(Excerpts of location labeling data)
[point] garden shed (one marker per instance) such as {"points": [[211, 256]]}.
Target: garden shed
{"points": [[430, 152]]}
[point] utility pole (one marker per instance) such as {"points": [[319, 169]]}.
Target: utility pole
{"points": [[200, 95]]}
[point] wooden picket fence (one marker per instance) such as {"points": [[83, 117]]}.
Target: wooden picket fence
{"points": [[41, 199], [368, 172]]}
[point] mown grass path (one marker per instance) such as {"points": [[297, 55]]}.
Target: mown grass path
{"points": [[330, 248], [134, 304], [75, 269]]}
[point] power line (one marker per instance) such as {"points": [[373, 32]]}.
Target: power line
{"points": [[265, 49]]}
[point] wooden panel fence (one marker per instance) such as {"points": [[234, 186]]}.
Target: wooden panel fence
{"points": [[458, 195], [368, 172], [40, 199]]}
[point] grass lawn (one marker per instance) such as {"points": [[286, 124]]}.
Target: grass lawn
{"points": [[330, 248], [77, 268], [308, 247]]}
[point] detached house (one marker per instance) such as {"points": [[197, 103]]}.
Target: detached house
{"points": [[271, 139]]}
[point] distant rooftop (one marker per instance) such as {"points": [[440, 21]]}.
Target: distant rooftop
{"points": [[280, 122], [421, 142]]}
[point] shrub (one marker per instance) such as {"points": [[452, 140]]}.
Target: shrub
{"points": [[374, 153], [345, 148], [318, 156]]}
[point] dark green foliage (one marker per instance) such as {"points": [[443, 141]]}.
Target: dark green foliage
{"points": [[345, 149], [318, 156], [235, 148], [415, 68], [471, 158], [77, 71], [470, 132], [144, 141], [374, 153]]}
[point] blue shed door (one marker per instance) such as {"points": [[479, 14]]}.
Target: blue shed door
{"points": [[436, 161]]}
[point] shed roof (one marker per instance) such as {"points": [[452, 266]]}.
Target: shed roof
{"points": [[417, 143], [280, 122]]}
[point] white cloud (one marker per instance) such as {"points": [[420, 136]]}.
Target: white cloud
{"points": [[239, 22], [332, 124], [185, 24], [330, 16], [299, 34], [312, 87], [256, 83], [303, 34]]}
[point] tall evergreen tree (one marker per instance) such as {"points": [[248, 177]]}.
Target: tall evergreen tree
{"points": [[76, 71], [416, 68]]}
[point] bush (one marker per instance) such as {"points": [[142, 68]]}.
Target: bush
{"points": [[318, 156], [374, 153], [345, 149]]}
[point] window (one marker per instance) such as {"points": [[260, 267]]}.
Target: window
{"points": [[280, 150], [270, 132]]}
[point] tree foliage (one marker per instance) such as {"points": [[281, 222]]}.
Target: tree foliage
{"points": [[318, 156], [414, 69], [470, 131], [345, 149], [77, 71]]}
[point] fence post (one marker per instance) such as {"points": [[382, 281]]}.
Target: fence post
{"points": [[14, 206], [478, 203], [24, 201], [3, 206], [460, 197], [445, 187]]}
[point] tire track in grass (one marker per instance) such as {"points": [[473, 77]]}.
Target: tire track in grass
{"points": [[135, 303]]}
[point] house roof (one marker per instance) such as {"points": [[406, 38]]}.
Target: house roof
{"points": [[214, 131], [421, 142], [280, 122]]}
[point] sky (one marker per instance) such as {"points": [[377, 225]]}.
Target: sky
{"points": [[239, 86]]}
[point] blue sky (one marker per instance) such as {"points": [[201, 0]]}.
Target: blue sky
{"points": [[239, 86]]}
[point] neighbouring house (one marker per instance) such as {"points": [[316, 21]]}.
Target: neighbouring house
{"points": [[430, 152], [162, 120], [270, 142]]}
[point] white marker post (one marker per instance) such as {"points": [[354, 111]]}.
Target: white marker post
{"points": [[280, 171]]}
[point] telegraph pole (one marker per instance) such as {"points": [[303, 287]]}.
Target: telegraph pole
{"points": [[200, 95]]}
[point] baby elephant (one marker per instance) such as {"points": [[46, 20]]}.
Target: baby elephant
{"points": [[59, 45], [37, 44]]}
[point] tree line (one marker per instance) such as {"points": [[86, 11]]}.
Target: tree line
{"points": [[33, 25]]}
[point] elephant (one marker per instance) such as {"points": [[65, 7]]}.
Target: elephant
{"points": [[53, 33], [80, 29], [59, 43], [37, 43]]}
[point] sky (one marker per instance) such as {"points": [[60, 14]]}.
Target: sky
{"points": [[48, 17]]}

▶ _WORK REQUIRED_:
Each record above should be returned exactly as it appears.

▶ _IN RESPONSE_:
[point] garden shed (one marker per instance) such as {"points": [[211, 256]]}.
Target: garden shed
{"points": [[430, 152]]}
[point] utility pole (one marker per instance) such as {"points": [[319, 169]]}.
Target: utility pole
{"points": [[200, 95]]}
[point] wooden picket fence (one marker per instance) such as {"points": [[83, 117]]}.
Target: wooden picket fence
{"points": [[41, 199], [368, 172]]}
[point] mown grass path (one marker per instance) such as {"points": [[297, 55]]}.
Target: mown grass path
{"points": [[330, 248], [134, 304], [75, 269]]}
[point] power line (one marker per instance) such as {"points": [[373, 32]]}.
Target: power line
{"points": [[265, 49]]}
[point] wooden panel fence (one marker per instance) such as {"points": [[234, 186]]}.
Target: wooden panel fence
{"points": [[458, 195], [368, 172], [40, 199]]}
[point] grass lawn (one marker per instance) such as {"points": [[286, 124]]}.
Target: grass lawn
{"points": [[330, 248], [77, 268], [308, 247]]}
[point] detached house (one marker per instance) such as {"points": [[197, 103]]}.
Target: detached house
{"points": [[271, 139]]}
[point] distant rooftop (one marker per instance) such as {"points": [[440, 21]]}.
Target: distant rooftop
{"points": [[280, 122], [421, 142]]}
[point] shrub (one marker per instance) such as {"points": [[452, 140]]}.
Target: shrub
{"points": [[374, 153], [345, 148], [318, 156]]}
[point] dark green foliage (one marker per instance) such as {"points": [[443, 141]]}.
Target: dark green foliage
{"points": [[345, 149], [318, 156], [235, 148], [415, 68], [471, 158], [77, 71], [470, 132], [144, 141], [374, 153]]}
[point] blue shed door (one marker per instance) such as {"points": [[479, 14]]}.
Target: blue shed door
{"points": [[436, 161]]}
[point] shed roof (one marker per instance) such as {"points": [[452, 266]]}.
Target: shed roof
{"points": [[417, 143], [280, 122]]}
[point] white cloud (one marker per instance) such as {"points": [[420, 136]]}.
Target: white cloud
{"points": [[239, 22], [332, 124], [185, 24], [330, 16], [299, 34], [312, 87], [256, 83], [303, 34]]}
[point] tall evergreen tree (one marker per instance) such as {"points": [[248, 177]]}.
Target: tall evergreen tree
{"points": [[76, 71], [416, 68]]}
[point] bush (one marker per instance) such as {"points": [[142, 68]]}.
Target: bush
{"points": [[318, 156], [374, 153], [345, 149]]}
[point] window (one marker per instance) such as {"points": [[260, 267]]}.
Target: window
{"points": [[280, 150], [270, 132]]}
[point] tree foliage (one marker per instance) such as {"points": [[281, 222]]}.
Target: tree foliage
{"points": [[318, 156], [414, 69], [470, 131], [345, 149], [77, 71]]}
[point] fence post (one marker per instance) such as {"points": [[382, 281]]}.
Target: fence post
{"points": [[14, 206], [478, 203], [24, 201], [3, 206], [460, 197], [445, 187]]}
[point] tire track in grass (one marker per instance) such as {"points": [[473, 77]]}.
Target: tire track in grass
{"points": [[135, 303]]}
[point] house roof (one marker per instance) such as {"points": [[406, 38]]}.
Target: house roof
{"points": [[214, 131], [421, 142], [280, 122]]}
[point] sky (one marker per instance) such as {"points": [[377, 225]]}.
Target: sky
{"points": [[239, 86]]}
[point] blue sky (one marker per instance) such as {"points": [[201, 0]]}.
Target: blue sky
{"points": [[239, 86]]}
[point] neighbouring house (one marker per instance) such as {"points": [[316, 21]]}.
Target: neighbouring house
{"points": [[430, 152], [162, 120], [270, 142]]}
[point] white marker post (one marker per instance) such as {"points": [[354, 111]]}.
Target: white marker post
{"points": [[280, 171]]}
[point] telegraph pole (one marker per instance) such as {"points": [[303, 287]]}.
Target: telegraph pole
{"points": [[200, 95]]}
[point] baby elephant (one marker per instance) such as {"points": [[46, 20]]}.
Target: baby elephant
{"points": [[59, 45], [37, 44]]}
[point] tree line (one marker per instance) such as {"points": [[86, 11]]}.
Target: tree line
{"points": [[33, 25]]}
[point] elephant (one marker per instance) such as {"points": [[65, 7]]}.
Target: elephant
{"points": [[53, 33], [80, 29], [59, 43], [37, 43]]}
[point] sky (one marker per instance) such as {"points": [[60, 14]]}.
Target: sky
{"points": [[48, 17]]}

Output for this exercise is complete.